TAREFAS PROPOSTAS ->
1) Responda às perguntas abaixo com base no trecho sobre depressão.
(a) Que fator o trecho aponta como importante fator de risco associado à depressão?
(b) Em que lugar se registra alta prevalência de analfabetos?
(c) Quais dimensões a percepção de saúde de um indivíduo inclui?
2) Imprima tudo o que vai de "A baixa escolaridade" até "aos quadros depressivos." no trecho sobre depressão.

TRECHO DO TEXTO ->
A baixa escolaridade também é considerada um importante fator de risco
associado à depressão (Kulaksizoglu, 2005). A educação é um dos principais
critérios de avaliação do nível socioeconômico de uma população, outra
importante variável, como citado anteriormente. Desta forma, a alta prevalência
de analfabetos em Santa Cruz, em associação ao suporte social inadequado, tende
a agravar os efeitos negativos da doença e ainda dificultar o acesso aos
métodos terapêuticos, sendo um fator de limitação para a sobrevivência e para a
qualidade de vida (Feliciano et al., 2004).
Apesar de sua subjetividade, a percepção de saúde de um indivíduo, ou seja, a
forma como ele se vê em relação ao seu estado geral, incluindo as dimensões
biológica, psíquica e social, associa-se intimamente aos quadros depressivos.

DADOS FORNECIDOS ->
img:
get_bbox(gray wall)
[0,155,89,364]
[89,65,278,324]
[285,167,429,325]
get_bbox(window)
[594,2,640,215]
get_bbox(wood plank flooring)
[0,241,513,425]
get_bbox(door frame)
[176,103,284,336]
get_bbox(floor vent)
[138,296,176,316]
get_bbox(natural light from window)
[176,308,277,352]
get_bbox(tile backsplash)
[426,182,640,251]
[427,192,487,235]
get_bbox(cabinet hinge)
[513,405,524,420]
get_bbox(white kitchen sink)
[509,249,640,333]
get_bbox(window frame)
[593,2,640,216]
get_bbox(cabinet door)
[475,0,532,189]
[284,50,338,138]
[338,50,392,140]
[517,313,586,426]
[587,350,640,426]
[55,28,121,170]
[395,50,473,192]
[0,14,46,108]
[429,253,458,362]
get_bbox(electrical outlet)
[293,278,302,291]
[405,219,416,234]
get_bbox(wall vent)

RESPOSTAS DAS TAREFAS ->
1)
(a) A baixa escolaridade.
(b) Em Santa Cruz.
(c) As dimensões biológica, psíquica e social.

2)
A baixa escolaridade também é considerada um importante fator de risco
associado à depressão (Kulaksizoglu, 2005). A educação é um dos principais
critérios de avaliação do nível socioeconômico de uma população, outra
importante variável, como citado anteriormente. Desta forma, a alta prevalência
de analfabetos em Santa Cruz, em associação ao suporte social inadequado, tende
a agravar os efeitos negativos da doença e ainda dificultar o acesso aos
métodos terapêuticos, sendo um fator de limitação para a sobrevivência e para a
qualidade de vida (Feliciano et al., 2004).
Apesar de sua subjetividade, a percepção de saúde de um indivíduo, ou seja, a
forma como ele se vê em relação ao seu estado geral, incluindo as dimensões
biológica, psíquica e social, associa-se intimamente aos quadros depressivos.